**Work item:** Below you will find a set of lines. Repeat them all exactly.

**Data in this exercise:**
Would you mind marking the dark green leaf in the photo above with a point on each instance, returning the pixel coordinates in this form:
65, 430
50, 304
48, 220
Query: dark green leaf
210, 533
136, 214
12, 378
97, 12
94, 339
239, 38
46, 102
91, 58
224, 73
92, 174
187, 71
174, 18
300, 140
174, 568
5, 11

**Task solution:**
Would you mind marking the dark green leaf in the photo above with a point on each instance, returning the pixel coordinates in this form:
65, 430
50, 304
48, 220
Query: dark green leaf
210, 533
136, 214
12, 378
97, 12
94, 339
239, 38
46, 102
91, 58
224, 73
92, 174
187, 71
174, 18
300, 140
174, 568
5, 11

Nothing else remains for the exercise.